TASK DESCRIPTION: Please copy out every record below without changing a single word.

====================

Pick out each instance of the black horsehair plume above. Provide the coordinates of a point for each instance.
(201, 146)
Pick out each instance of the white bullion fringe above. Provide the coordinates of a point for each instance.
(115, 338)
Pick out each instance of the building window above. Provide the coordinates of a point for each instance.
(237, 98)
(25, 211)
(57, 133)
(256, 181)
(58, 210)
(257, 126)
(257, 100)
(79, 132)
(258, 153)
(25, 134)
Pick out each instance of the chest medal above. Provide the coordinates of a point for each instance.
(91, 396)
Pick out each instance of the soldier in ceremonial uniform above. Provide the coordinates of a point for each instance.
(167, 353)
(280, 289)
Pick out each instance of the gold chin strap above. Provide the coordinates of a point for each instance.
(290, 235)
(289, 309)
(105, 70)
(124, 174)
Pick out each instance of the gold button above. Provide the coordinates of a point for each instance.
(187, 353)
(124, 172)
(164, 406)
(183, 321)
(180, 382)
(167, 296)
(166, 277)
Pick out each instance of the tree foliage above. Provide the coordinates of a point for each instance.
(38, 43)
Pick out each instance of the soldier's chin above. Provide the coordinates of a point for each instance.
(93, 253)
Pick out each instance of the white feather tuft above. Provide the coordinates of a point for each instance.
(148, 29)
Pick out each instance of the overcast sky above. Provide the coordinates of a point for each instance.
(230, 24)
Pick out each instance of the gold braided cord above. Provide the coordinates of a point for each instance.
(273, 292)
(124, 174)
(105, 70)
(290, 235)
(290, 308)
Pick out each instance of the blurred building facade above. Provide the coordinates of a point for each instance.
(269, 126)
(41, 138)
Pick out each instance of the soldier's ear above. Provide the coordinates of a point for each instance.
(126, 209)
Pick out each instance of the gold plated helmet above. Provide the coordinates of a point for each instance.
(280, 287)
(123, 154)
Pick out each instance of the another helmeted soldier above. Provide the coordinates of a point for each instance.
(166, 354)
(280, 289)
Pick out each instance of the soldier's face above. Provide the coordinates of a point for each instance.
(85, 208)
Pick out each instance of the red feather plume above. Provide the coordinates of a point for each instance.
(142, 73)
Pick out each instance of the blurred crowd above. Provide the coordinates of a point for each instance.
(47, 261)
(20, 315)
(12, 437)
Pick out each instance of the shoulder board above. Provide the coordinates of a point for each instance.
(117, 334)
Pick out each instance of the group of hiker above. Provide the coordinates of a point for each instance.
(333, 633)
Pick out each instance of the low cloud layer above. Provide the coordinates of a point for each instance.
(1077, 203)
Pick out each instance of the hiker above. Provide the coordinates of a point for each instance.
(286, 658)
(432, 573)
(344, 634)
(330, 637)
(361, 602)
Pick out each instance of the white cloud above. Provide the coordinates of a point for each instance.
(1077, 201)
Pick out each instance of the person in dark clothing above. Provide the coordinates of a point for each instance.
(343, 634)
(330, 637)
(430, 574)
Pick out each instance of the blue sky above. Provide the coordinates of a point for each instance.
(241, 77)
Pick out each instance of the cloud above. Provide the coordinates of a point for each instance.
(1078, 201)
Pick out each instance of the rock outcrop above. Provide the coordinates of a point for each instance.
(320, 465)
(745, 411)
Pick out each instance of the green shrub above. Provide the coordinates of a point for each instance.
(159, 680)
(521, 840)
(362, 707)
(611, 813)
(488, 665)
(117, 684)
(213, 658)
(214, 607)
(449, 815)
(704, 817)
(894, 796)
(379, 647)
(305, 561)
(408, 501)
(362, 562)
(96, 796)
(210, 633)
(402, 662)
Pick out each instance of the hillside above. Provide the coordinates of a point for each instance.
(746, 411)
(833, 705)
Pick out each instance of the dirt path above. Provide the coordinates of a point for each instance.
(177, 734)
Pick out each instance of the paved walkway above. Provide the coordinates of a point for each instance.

====================

RESULT BELOW:
Pick out each instance of the black horsehair plume above. Provide the coordinates of a point for each instance.
(201, 146)
Pick out each instance of the white bullion fringe above. Provide the coordinates of a point for each instance.
(115, 338)
Pick out each instance of the building window above. Provide the coordinates of a point for each instance.
(237, 98)
(25, 211)
(57, 133)
(256, 181)
(58, 210)
(257, 126)
(257, 100)
(79, 132)
(258, 153)
(25, 134)
Pick out each instance of the chest medal above. Provide the coordinates of a point for each instance.
(91, 396)
Pick out each instance of the soldier in ceremonial uniform above. Provide the coordinates of a point for each instance.
(167, 353)
(280, 289)
Pick out each instance of the gold chin strap above. Provide the coordinates of a point for each instance.
(290, 235)
(289, 309)
(105, 70)
(124, 174)
Pick out each instance of the gold button above. Provide the coordinates of a point for each instance.
(187, 353)
(124, 172)
(164, 406)
(183, 321)
(180, 382)
(167, 296)
(166, 277)
Pick out each instance of the tree foliage above. Provide the coordinates of a point for each instance.
(38, 43)
Pick out each instance of the soldier's chin above. Provide the coordinates of a point for each instance.
(93, 253)
Pick out each instance of the white feather tuft above. Provide the coordinates of a point for each instance.
(148, 29)
Pick out each instance of the overcast sky above. Provide the coordinates of a point for each instance.
(230, 24)
Pick out each instance of the gold braided cord above. Provide the coordinates of a point for each instance.
(273, 292)
(124, 174)
(105, 70)
(290, 235)
(290, 308)
Pick out each instance of the blurred building facade above. Provide the coordinates of a point for each instance.
(269, 126)
(41, 138)
Pick out each instance of the soldier's ear above. Provide the coordinates of a point for each instance.
(126, 209)
Pick out each instance of the gold plated helmet above. Provide the coordinates of a point for each instance.
(280, 287)
(123, 154)
Pick out each instance of the another helmeted soldier above. Provide the coordinates of a point for each instance.
(166, 354)
(280, 289)
Pick out each instance of the soldier's face above. Provide the coordinates of a point for each instance.
(85, 208)
Pick out each instance of the red feather plume above. Provide the coordinates of a point for each instance.
(142, 73)
Pick out each instance of the blurred crowd above. Provide the coordinates of a point for each instance.
(47, 261)
(20, 315)
(12, 437)
Pick out each instance of the shoulder board above. Provide the coordinates of a point for each instance.
(117, 334)
Pick out each instance of the group of hiker above. Provide the coordinates of a point for each instance.
(333, 633)
Pick out each instance of the low cloud layer above. Provide the coordinates of a point for each instance.
(1077, 203)
Pick out each instance of the hiker above. Provide the coordinates of a point for each instance.
(286, 658)
(432, 573)
(344, 634)
(330, 637)
(361, 602)
Pick out each instance of the white cloud above. Provide the coordinates of a point for each instance.
(1077, 201)
Pick out each instance of the person in dark clothing above. Provide the coordinates of a point for each instance.
(343, 634)
(330, 637)
(430, 574)
Pick out each instance of the blue sky above. Provide the coordinates of a point for each instance.
(241, 77)
Pick out each instance of the cloud above. Provide the coordinates of a point for each instance.
(1078, 201)
Pick out each instance of the rock outcrop above. Provide the coordinates of a point for each instance.
(320, 465)
(745, 411)
Pick out each instance of the green shrub above. Provide the coordinates of a point for each instance.
(159, 680)
(521, 840)
(362, 707)
(611, 813)
(488, 665)
(117, 684)
(213, 658)
(214, 607)
(449, 815)
(704, 817)
(894, 796)
(379, 647)
(305, 561)
(408, 501)
(362, 562)
(96, 796)
(210, 633)
(402, 662)
Pick out each instance of the hillside above. Provide the coordinates of a point for each instance.
(746, 411)
(833, 705)
Pick out each instance of the dirt path above. Provide the coordinates of a point for each instance.
(177, 734)
Pick out each instance of the paved walkway above. Provide the coordinates of a point for each instance.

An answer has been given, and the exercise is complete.